Extracted text>
Legionella Found In Hospital Dishwashers
Researchers in Japan have identified dishwashers as a source of Legionella bacteria that resulted in the contamination of two tap water sources in a hospital.
During a routine inspection of the hospital water services carried out in 2011, Legionella bacteria were identified. Two follow-up investigations were conducted to determine if this contamination was simply a rare one-off or was a more widespread problem.
Legionella bacteria is the causative agent for Legionnaires’ disease, a serious lung infection.
Can hospital water systems become contaminated with legionella?
The research team also conducted a detailed inspection of the hospitals water installations to attempt to identify other areas of legionella contamination; together with a retrospective study of patient records from 2006 to 2011.
Although the researchers found no evidence of patient infections during this 5 year period, further contamination of the water systems by Legionella bacteria was identified.
The team collected water samples from taps located in the hospital inpatient and staff areas and from dishwasher connections in the staff areas.
A number of taps and dishwasher connectors were found to be contaminated with Legionella bacteria. PCR analysis revealed isolates from 3 of the taps and all of the dishwashers were L. pneumophila SG6.

Task goal> Continue the article on Legionella in hospital dishwashers, starting after its last sentence.

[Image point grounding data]
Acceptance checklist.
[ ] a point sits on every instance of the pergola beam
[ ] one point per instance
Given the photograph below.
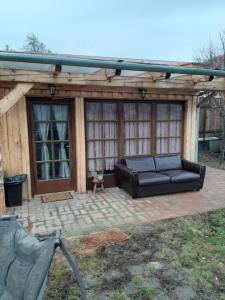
(14, 96)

Task output>
Further investigation revealed that the contaminated taps were connected to the same hot water pipelines as the dishwashers.
Cleaning and decontamination of the dishwashers
According to the researchers, all of the dishwashers were immediately removed, and the hot water supply underwent a thorough cleaning and decontamination. Since then, all cultures have been negative. The researchers said the water temperature in the peripheral hot water pipeline was lower than the temperature of the central system, and the chlorine concentration in such systems is lower.
The researchers said that “Lower temperature and lower chlorine concentrations are the cause of biofilm growth…” and went on to say that “These conditions might allow the growth of bacteria in peripheral hot water pipelines.”
For more information:
Yoshida M. Abstract K-1677. Presented at: Interscience Conference on Antimicrobial Agents and Chemotherapy; Sept. 5-9, 2014; Washington, D.C.